DATA RECORDS:
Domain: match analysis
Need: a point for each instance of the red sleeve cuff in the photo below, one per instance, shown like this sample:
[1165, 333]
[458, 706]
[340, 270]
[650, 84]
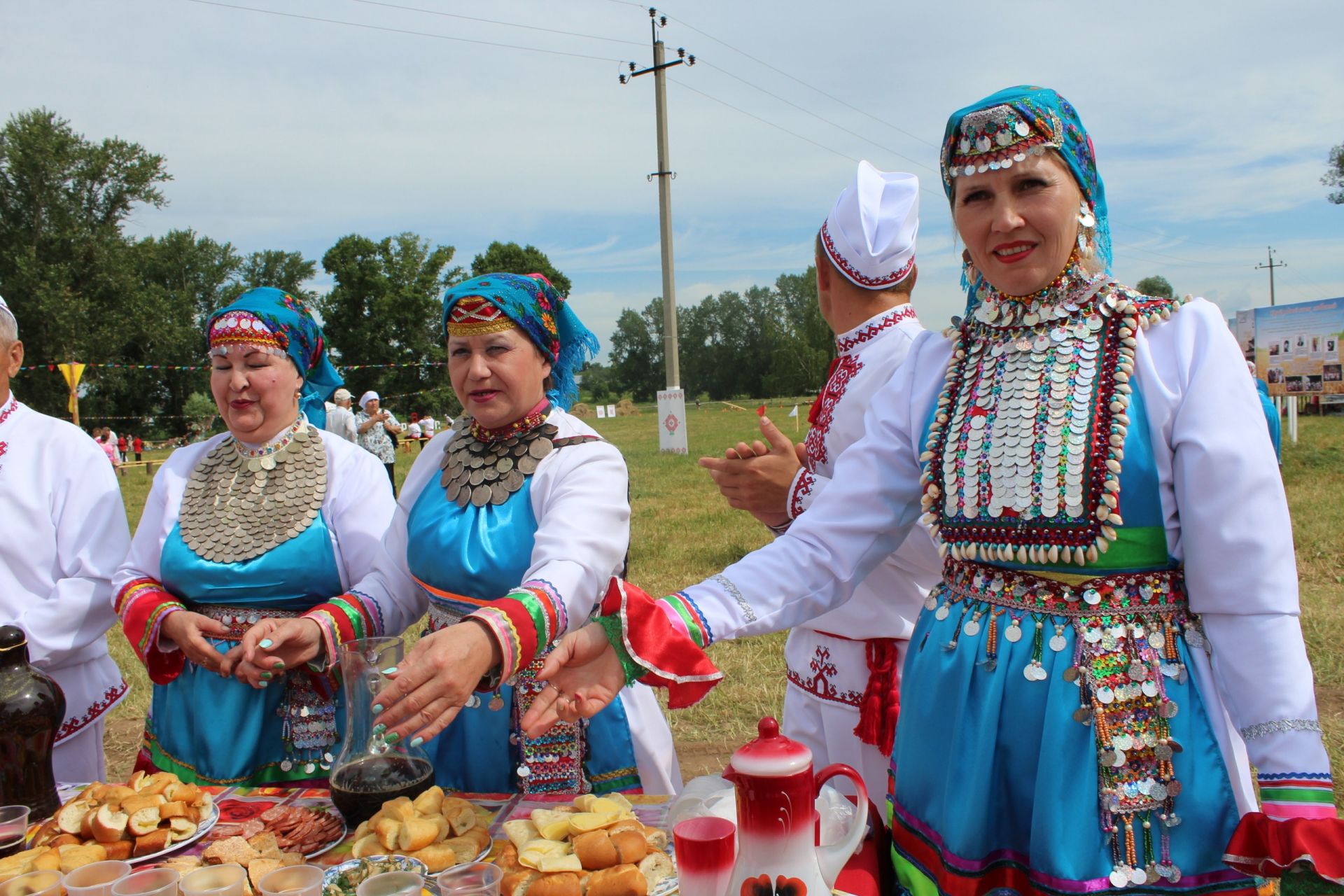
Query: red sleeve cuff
[1270, 848]
[664, 649]
[143, 603]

INSTRUCTIONS TO FOLLOW: Render every line of the records above as a numbered list, skipping blank lines and leaving out the pictures.

WRITTEN SOLUTION:
1. Domain: match analysis
2. Need: a point for each instance of the red sleeve cuff in the photo below, one per instance, shown like this sample:
3. [1165, 333]
4. [458, 706]
5. [340, 270]
6. [650, 84]
7. Query: red sleeve cuff
8. [1270, 848]
9. [664, 649]
10. [143, 603]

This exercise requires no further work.